*Избранный отрывок*
►

И он начинает рассказ о своем детстве. Очень счастливом, «золотом детстве» — зимой в Петербурге, летом в имении, и о катастрофе, завершившей его. В катастрофе я не совсем разобралась, не все в ней поняла, но переспрашивать его я не решаюсь. Не ручаюсь, что это все так именно и было. По его словам, его мать, молодая жена старого генерала, очень рано овдовела. Генерал — ревнивый старик — оставил завещание, по которому все его большое состояние в случае, если его вдова снова выйдет замуж, переходит их маленькой дочери, а в случае ее смерти — родственникам генерала.

◄

*Исходные данные*
►

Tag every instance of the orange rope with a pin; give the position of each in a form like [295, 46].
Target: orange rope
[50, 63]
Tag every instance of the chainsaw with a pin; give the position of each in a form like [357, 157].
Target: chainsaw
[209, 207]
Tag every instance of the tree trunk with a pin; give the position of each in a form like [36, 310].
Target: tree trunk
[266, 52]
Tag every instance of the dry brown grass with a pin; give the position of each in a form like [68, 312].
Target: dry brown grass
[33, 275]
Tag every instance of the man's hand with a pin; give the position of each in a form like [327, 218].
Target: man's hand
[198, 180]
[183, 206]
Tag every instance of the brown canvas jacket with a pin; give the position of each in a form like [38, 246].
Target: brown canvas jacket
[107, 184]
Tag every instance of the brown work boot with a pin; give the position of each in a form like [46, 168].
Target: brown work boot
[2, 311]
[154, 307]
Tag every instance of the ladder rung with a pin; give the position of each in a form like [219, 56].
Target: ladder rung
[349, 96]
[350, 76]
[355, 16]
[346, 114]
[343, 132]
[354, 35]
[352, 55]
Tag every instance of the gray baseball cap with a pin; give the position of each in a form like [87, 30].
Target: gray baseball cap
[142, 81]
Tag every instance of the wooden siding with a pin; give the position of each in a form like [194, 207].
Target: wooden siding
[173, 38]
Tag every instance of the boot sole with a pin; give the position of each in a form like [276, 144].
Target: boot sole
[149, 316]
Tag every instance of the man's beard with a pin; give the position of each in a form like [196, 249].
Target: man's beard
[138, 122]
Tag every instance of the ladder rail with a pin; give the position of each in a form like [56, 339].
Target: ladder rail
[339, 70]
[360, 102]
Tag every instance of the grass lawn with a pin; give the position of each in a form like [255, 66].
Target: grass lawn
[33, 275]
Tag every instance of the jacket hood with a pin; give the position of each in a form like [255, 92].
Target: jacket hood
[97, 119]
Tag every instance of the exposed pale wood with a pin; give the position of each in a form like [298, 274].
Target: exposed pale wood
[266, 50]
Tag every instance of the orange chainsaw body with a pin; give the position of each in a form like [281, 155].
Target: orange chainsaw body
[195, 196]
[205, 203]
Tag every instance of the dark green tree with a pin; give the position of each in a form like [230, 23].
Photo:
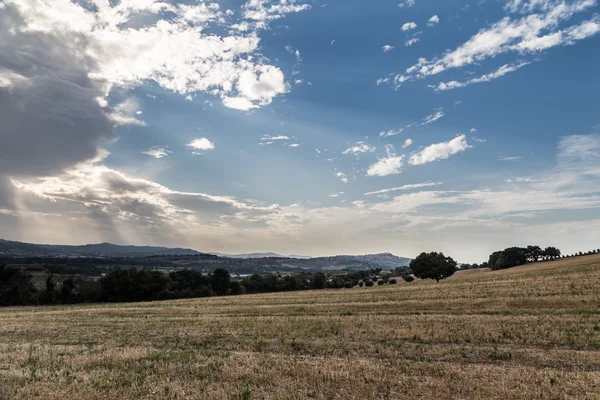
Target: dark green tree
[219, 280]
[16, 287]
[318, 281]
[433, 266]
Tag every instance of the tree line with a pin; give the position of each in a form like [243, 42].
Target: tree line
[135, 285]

◄

*Задание 1*
Перепишите полностью отрывок о детстве рассказчика, не меняя в нем ни слова.
*Задание 2*
Приведите заново строки записей, начиная со строки, где есть "Tag every instance of the gray", и до последней строки записей включительно. Изображения в ответ не включайте.
Отрывок и записи никак не связаны друг с другом.

*Полный ответ 1*
И он начинает рассказ о своем детстве. Очень счастливом, «золотом детстве» — зимой в Петербурге, летом в имении, и о катастрофе, завершившей его. В катастрофе я не совсем разобралась, не все в ней поняла, но переспрашивать его я не решаюсь. Не ручаюсь, что это все так именно и было. По его словам, его мать, молодая жена старого генерала, очень рано овдовела. Генерал — ревнивый старик — оставил завещание, по которому все его большое состояние в случае, если его вдова снова выйдет замуж, переходит их маленькой дочери, а в случае ее смерти — родственникам генерала.

*Полный ответ 2*
Tag every instance of the gray baseball cap with a pin; give the position of each in a form like [87, 30].
Target: gray baseball cap
[142, 81]
Tag every instance of the wooden siding with a pin; give the position of each in a form like [194, 207].
Target: wooden siding
[173, 38]
Tag every instance of the boot sole with a pin; give the position of each in a form like [276, 144].
Target: boot sole
[149, 316]
Tag every instance of the man's beard with a pin; give the position of each in a form like [196, 249].
Target: man's beard
[138, 122]
Tag every instance of the ladder rail with a pin; give the position of each in a form like [56, 339].
Target: ladder rail
[339, 70]
[360, 102]
Tag every instance of the grass lawn with a pin; give the position of each in a form like [255, 66].
Target: grass lawn
[33, 275]
Tag every instance of the jacket hood with a pin; give the position of each in a form like [255, 92].
Target: jacket hood
[97, 119]
Tag every instance of the exposed pale wood with a pin; give the position of each in a form like [298, 274].
Target: exposed pale wood
[266, 50]
Tag every instance of the orange chainsaw body with a pin; give the position of each in a form like [281, 155].
Target: orange chainsaw body
[195, 196]
[205, 203]
Tag every instance of the dark green tree with a pin; give the position of each in a form like [230, 23].
Photo:
Target: dark green tree
[219, 280]
[16, 287]
[318, 281]
[433, 266]
Tag every instance of the tree line with a pin; give the position of each in a form like [243, 42].
Target: tree line
[135, 285]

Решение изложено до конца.